• WHAT TO WORK ON:
Identify each line of the material below that contains the string "cloud", and copy every such line in full. The match is case-sensitive.

+ + + +

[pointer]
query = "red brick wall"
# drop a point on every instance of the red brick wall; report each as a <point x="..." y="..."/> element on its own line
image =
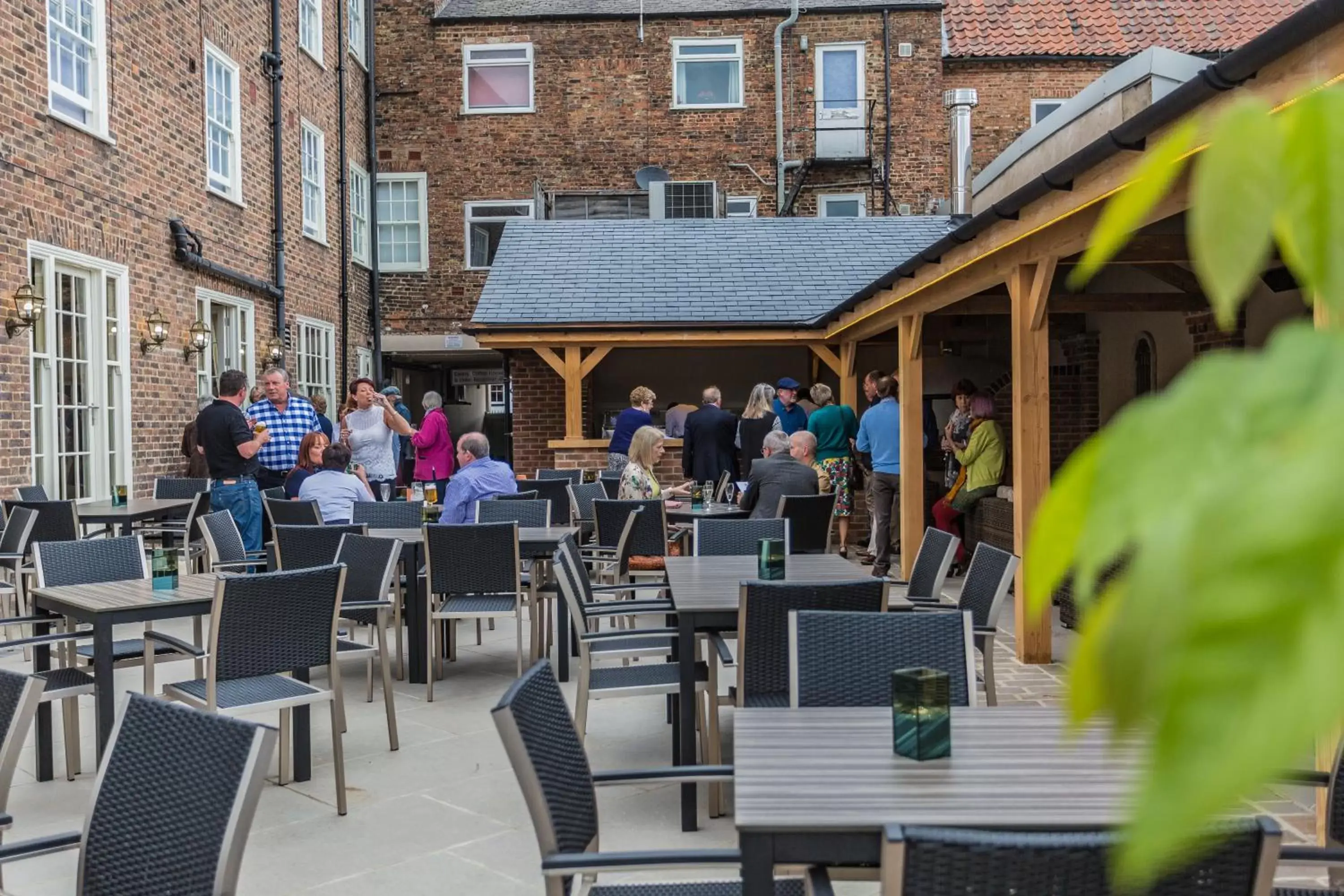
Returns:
<point x="65" y="187"/>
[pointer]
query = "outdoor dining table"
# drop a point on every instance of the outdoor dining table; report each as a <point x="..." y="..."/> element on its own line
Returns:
<point x="109" y="603"/>
<point x="705" y="594"/>
<point x="534" y="543"/>
<point x="819" y="785"/>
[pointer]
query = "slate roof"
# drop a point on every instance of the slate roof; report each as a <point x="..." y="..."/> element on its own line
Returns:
<point x="1105" y="27"/>
<point x="457" y="10"/>
<point x="757" y="272"/>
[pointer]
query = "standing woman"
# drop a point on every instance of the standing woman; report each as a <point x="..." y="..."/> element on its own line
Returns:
<point x="367" y="428"/>
<point x="433" y="447"/>
<point x="757" y="422"/>
<point x="627" y="424"/>
<point x="835" y="426"/>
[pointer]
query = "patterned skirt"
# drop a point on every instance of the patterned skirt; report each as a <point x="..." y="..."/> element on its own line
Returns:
<point x="842" y="482"/>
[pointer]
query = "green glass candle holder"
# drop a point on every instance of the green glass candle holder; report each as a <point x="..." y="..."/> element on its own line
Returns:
<point x="921" y="718"/>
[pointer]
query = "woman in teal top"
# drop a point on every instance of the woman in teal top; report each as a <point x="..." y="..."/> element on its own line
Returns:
<point x="835" y="428"/>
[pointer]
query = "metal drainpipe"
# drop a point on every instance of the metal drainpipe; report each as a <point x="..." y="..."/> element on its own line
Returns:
<point x="779" y="105"/>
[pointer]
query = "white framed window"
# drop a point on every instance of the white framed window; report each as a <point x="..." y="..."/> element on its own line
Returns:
<point x="224" y="150"/>
<point x="77" y="64"/>
<point x="741" y="207"/>
<point x="315" y="182"/>
<point x="402" y="228"/>
<point x="359" y="214"/>
<point x="357" y="35"/>
<point x="707" y="73"/>
<point x="843" y="206"/>
<point x="1042" y="108"/>
<point x="318" y="361"/>
<point x="496" y="77"/>
<point x="486" y="226"/>
<point x="311" y="29"/>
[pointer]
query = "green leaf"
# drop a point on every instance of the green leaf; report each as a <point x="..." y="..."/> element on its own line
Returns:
<point x="1131" y="207"/>
<point x="1234" y="194"/>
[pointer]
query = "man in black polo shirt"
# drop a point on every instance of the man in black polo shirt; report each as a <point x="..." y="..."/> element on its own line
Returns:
<point x="232" y="448"/>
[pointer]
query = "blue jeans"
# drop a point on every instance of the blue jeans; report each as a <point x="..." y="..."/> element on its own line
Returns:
<point x="244" y="501"/>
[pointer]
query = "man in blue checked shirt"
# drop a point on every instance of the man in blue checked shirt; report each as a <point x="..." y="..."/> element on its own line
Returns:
<point x="288" y="418"/>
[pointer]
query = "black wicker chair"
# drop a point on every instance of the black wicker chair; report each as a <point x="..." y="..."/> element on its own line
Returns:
<point x="303" y="547"/>
<point x="846" y="659"/>
<point x="983" y="591"/>
<point x="953" y="862"/>
<point x="553" y="771"/>
<point x="472" y="573"/>
<point x="737" y="538"/>
<point x="172" y="805"/>
<point x="261" y="628"/>
<point x="811" y="517"/>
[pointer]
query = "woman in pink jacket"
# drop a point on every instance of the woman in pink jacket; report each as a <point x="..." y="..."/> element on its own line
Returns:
<point x="433" y="445"/>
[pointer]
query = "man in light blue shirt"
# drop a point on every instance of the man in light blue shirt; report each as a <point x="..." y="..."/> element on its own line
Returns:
<point x="478" y="478"/>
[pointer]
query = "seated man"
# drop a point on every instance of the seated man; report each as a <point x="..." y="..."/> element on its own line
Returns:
<point x="478" y="478"/>
<point x="775" y="476"/>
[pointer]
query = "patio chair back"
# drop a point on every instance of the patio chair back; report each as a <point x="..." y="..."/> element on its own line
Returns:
<point x="550" y="765"/>
<point x="273" y="622"/>
<point x="533" y="513"/>
<point x="947" y="862"/>
<point x="737" y="538"/>
<point x="472" y="559"/>
<point x="810" y="521"/>
<point x="846" y="659"/>
<point x="764" y="629"/>
<point x="987" y="583"/>
<point x="90" y="560"/>
<point x="389" y="515"/>
<point x="174" y="801"/>
<point x="930" y="571"/>
<point x="303" y="547"/>
<point x="281" y="512"/>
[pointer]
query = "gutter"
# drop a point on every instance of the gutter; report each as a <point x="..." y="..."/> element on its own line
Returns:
<point x="1219" y="77"/>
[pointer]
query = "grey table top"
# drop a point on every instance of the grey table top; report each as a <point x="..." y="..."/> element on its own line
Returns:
<point x="711" y="585"/>
<point x="832" y="770"/>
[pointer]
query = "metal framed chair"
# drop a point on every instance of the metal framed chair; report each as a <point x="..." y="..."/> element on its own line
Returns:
<point x="737" y="538"/>
<point x="952" y="862"/>
<point x="560" y="788"/>
<point x="172" y="804"/>
<point x="846" y="659"/>
<point x="811" y="521"/>
<point x="261" y="628"/>
<point x="472" y="573"/>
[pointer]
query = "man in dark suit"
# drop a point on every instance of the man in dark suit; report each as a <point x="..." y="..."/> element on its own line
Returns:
<point x="707" y="448"/>
<point x="776" y="474"/>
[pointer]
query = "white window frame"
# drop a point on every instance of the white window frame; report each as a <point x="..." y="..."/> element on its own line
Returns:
<point x="468" y="220"/>
<point x="359" y="214"/>
<point x="824" y="199"/>
<point x="752" y="201"/>
<point x="315" y="47"/>
<point x="1037" y="104"/>
<point x="531" y="77"/>
<point x="96" y="104"/>
<point x="234" y="190"/>
<point x="383" y="264"/>
<point x="736" y="57"/>
<point x="315" y="228"/>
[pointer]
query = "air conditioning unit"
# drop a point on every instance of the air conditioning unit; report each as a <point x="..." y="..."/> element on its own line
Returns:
<point x="686" y="199"/>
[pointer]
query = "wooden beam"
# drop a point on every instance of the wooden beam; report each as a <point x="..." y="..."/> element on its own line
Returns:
<point x="593" y="359"/>
<point x="1030" y="448"/>
<point x="910" y="394"/>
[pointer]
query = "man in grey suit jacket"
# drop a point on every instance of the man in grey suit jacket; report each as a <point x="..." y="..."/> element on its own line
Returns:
<point x="776" y="474"/>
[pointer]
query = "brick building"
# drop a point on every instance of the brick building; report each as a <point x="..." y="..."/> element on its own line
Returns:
<point x="117" y="120"/>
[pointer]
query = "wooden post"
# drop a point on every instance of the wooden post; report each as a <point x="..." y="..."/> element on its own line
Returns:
<point x="910" y="375"/>
<point x="1029" y="288"/>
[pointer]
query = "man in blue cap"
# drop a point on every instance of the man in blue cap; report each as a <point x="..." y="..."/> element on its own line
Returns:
<point x="793" y="417"/>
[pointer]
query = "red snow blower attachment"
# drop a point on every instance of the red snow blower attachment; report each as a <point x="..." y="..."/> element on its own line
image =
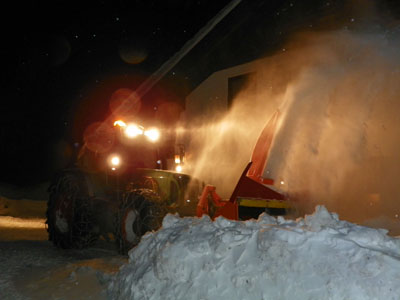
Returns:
<point x="253" y="194"/>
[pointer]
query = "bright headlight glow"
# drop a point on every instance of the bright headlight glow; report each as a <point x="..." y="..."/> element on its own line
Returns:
<point x="153" y="134"/>
<point x="115" y="161"/>
<point x="120" y="123"/>
<point x="133" y="130"/>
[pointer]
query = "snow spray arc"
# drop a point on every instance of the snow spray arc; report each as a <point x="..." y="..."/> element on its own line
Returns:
<point x="338" y="140"/>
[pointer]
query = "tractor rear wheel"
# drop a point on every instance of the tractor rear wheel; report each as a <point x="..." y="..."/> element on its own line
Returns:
<point x="69" y="221"/>
<point x="141" y="211"/>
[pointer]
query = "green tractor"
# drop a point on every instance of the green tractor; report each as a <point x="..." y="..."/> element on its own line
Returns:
<point x="118" y="193"/>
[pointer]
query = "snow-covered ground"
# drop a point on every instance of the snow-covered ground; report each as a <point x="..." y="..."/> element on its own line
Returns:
<point x="32" y="268"/>
<point x="316" y="257"/>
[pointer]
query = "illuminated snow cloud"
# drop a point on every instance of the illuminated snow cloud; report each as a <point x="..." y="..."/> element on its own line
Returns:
<point x="318" y="257"/>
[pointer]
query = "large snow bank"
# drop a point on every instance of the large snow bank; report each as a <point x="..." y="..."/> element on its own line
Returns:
<point x="318" y="257"/>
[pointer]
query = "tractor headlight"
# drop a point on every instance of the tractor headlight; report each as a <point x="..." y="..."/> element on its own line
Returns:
<point x="114" y="162"/>
<point x="152" y="134"/>
<point x="133" y="130"/>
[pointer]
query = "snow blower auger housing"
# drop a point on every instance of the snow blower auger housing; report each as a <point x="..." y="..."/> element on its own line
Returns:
<point x="118" y="194"/>
<point x="253" y="194"/>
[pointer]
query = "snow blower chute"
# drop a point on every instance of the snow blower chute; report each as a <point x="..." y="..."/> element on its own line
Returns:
<point x="253" y="194"/>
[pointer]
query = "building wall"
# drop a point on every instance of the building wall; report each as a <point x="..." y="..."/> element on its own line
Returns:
<point x="210" y="98"/>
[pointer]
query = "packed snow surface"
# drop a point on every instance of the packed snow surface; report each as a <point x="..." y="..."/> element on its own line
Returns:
<point x="318" y="257"/>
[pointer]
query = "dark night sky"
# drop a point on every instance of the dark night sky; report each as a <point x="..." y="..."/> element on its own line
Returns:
<point x="63" y="60"/>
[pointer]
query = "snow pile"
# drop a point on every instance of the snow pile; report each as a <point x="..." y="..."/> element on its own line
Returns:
<point x="318" y="257"/>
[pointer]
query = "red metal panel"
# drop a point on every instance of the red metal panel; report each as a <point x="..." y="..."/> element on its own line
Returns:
<point x="261" y="151"/>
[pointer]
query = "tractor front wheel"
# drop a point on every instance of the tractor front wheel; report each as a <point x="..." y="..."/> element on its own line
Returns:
<point x="141" y="211"/>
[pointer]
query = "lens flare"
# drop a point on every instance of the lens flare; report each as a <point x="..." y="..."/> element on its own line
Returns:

+ + + +

• ANSWER TO THIS PROBLEM:
query = "illuminated snow cloud"
# drop a point on every instance of the illuminated snow cloud; report each as a <point x="..." y="..."/> element on its own line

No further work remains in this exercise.